» Instruções:
A – Responda com base no texto sobre erotismo no cinema:
(i) Em que data e em que cidade aconteceu a primeira exibição de cinema?
(ii) Qual atriz aparece em “A hora de dormir da noiva”?
(iii) Que papel Helen Mirren faz em “Calígula”?
B – Escreva a continuação do texto sobre erotismo no cinema, começando logo depois da última frase.

» Texto extraído:

:::::

Discutir o erotismo no cinema é, na verdade, explorar sua trajetória; a primeira exibição cinematográfica ocorreu em 28 de dezembro de 1895, em Paris, com as projeções dos irmãos Lumière. O filme “A hora de dormir da noiva”, que apresenta a atriz Louise Willy despindo-se antes de ir para a cama, foi produzido em 1896, no mesmo ano de “A paixão de Cristo”, o primeiro longa-metragem a abordar a figura de Jesus. Assim, ao invés de me perder nos detalhes da história do cinema, vou focar em algumas cenas selecionadas que permitem analisar as controvérsias entre erotismo e pornografia.
Começo relembrando três atores britânicos de notável talento e beleza: Peter O’Toole, Malcolm McDowell e Helen Mirren. O primeiro é conhecido por seu papel em “Lawrence da Arábia”, de 1962, e em “A noite dos generais”, de 1967, além de ter interpretado o imperador romano Tibério, cujo sobrinho Germânico foi pai de Calígula, papel que Malcolm McDowell viveu no filme “Calígula”, de Tinto Brass, de 1976, com Helen Mirren como Caesonia, a esposa de Calígula. Nesse filme, as políticas excêntricas do terceiro imperador romano são acompanhadas por cenas de sexo explícito, com orgias meticulosamente coreografadas, destacando a beleza dos atores e atrizes envolvidos. Por essa perspectiva, o filme, apesar da qualidade do elenco, se aproxima daquilo que se considera cinema pornográfico.

:::::

» Dados brutos:
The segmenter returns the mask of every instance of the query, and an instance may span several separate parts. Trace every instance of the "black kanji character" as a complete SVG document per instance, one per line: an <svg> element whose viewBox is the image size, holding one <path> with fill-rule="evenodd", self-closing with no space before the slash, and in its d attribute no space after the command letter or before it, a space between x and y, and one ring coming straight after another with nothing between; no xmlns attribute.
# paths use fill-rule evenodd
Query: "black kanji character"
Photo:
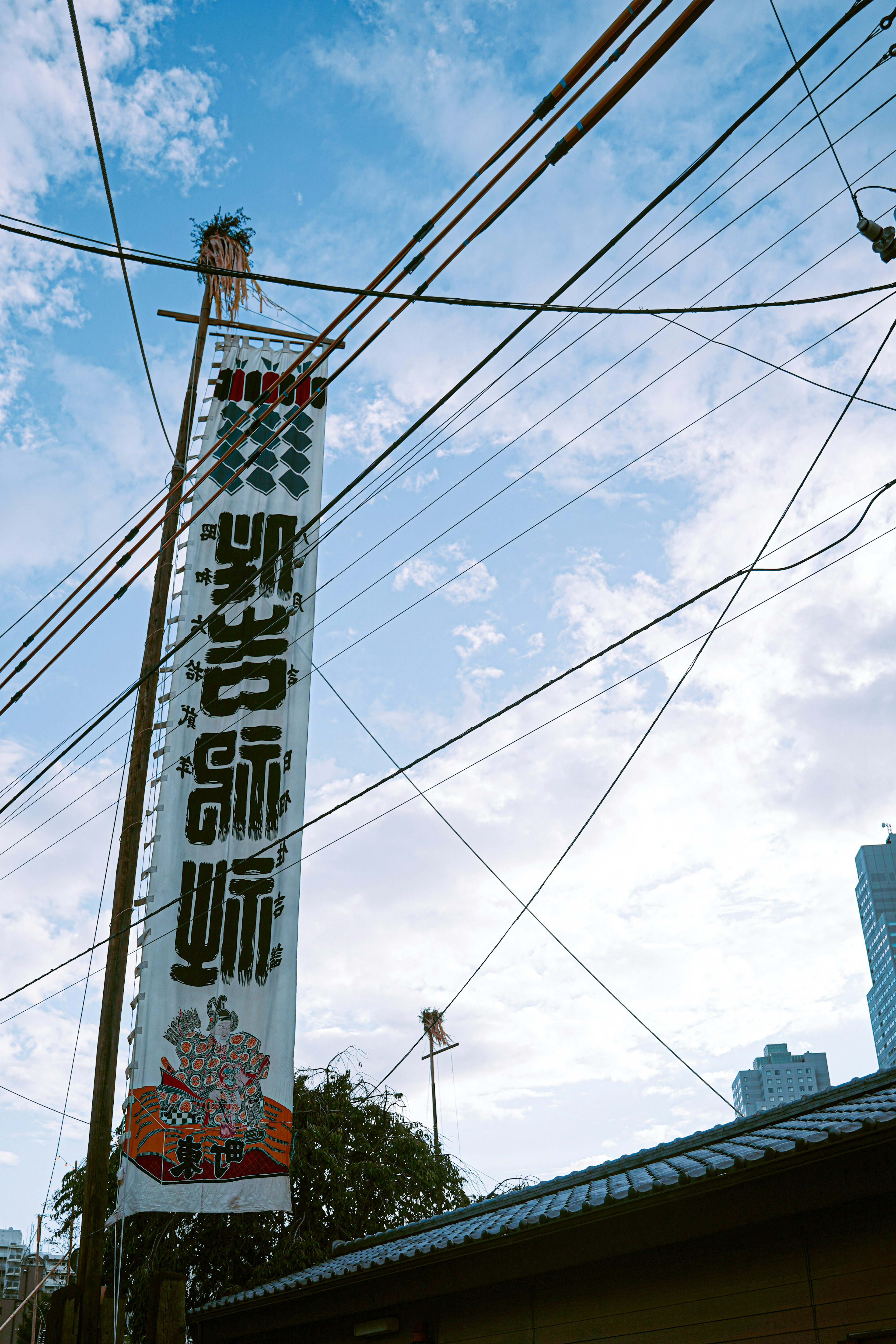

:::::

» Respostas por tarefa:
A –
(i) Em 28 de dezembro de 1895, em Paris.
(ii) Louise Willy.
(iii) Caesonia, a esposa de Calígula.

B –
Malcolm McDowell, cinco anos antes, em 1971, atuou em outro longa polêmico, o famoso “Laranja Mecânica”, dirigido por Stanley Kubrick. Naquela época, o filme foi acusado de promover violência e pornografia, resultando em sua proibição; durante sua exibição no Brasil, círculos pretos cobriam os fotogramas com imagens nuas, evitando que pessoas com menos de 18 anos vissem o corpo humano despido, dado que essa era a censura para filmes com cenas de sexo e brutalidade. Para os censores moralistas, ao invés de refletir sobre a violência gerada pelo sistema político e suas formas de repressão, o filme seria capaz de provocá-la, incluindo cenas de estupros e outras atrocidades. Nesse raciocínio, caberia perguntar a esses censores por que os homens ainda não se tornaram totalmente pacíficos e de bom coração após as leituras dos evangelhos, tão frequentemente ouvidas nas missas, e de assistirem a filmes sobre a paixão de Cristo, exibidos tanto durante a Semana Santa quanto no Natal.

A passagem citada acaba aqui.